WHAT YOU ARE ASKED TO DO >>
Copy out the lines starting with the line with "locate the glass" and going on through the line with "top-left (59, 197), bottom-right (87, 546)", swapping "glass window" for "window pane". Leave everything else unchanged.

[Data entries]

[BEGIN]

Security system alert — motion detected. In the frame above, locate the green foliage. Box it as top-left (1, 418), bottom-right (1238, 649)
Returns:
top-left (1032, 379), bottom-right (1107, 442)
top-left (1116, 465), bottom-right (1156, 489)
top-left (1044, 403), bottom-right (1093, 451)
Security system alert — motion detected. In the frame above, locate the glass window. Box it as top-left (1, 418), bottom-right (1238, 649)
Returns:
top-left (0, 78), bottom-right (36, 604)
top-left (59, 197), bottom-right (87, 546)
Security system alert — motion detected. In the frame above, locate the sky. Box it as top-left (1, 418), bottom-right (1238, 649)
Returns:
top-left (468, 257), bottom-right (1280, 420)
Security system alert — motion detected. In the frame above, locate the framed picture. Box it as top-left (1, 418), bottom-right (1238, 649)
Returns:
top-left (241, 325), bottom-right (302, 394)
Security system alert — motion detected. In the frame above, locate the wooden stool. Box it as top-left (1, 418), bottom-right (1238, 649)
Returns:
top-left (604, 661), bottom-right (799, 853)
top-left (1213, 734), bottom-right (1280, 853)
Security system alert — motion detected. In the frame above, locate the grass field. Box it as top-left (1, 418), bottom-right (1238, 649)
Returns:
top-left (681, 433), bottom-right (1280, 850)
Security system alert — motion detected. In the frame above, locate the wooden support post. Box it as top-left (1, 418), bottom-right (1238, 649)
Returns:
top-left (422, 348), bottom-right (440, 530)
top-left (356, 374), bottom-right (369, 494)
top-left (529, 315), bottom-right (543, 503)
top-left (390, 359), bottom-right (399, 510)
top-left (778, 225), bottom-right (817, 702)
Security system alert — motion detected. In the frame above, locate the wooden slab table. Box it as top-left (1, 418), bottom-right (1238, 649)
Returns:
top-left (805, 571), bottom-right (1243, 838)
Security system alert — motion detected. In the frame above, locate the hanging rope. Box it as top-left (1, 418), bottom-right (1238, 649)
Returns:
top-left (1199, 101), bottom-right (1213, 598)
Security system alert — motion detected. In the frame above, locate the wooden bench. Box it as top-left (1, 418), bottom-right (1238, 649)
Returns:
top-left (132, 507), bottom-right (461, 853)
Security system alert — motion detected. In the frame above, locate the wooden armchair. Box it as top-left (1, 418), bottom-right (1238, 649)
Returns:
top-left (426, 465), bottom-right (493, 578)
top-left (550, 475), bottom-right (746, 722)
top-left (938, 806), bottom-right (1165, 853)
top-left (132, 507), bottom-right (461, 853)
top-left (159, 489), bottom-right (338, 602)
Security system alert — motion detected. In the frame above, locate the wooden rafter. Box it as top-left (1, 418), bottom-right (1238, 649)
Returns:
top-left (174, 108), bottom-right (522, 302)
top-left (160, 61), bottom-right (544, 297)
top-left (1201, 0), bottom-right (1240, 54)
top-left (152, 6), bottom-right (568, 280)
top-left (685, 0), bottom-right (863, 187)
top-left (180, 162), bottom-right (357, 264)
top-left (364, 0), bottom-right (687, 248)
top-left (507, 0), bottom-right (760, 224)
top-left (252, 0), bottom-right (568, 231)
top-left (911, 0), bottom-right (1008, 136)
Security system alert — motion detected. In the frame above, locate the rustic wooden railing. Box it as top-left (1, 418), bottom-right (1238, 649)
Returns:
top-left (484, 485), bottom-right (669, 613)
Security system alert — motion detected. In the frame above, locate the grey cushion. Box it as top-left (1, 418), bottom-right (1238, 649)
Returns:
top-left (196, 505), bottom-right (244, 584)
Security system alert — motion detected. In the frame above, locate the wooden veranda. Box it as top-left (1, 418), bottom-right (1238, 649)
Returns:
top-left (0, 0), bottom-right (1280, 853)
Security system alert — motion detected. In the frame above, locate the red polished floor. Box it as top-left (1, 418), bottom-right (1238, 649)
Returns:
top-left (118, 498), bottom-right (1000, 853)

[END]

CORRECT OUTPUT >>
Security system alert — motion detected. In the frame above, locate the window pane. Box it as top-left (1, 418), bottom-right (1238, 649)
Returns:
top-left (0, 78), bottom-right (36, 604)
top-left (59, 197), bottom-right (87, 546)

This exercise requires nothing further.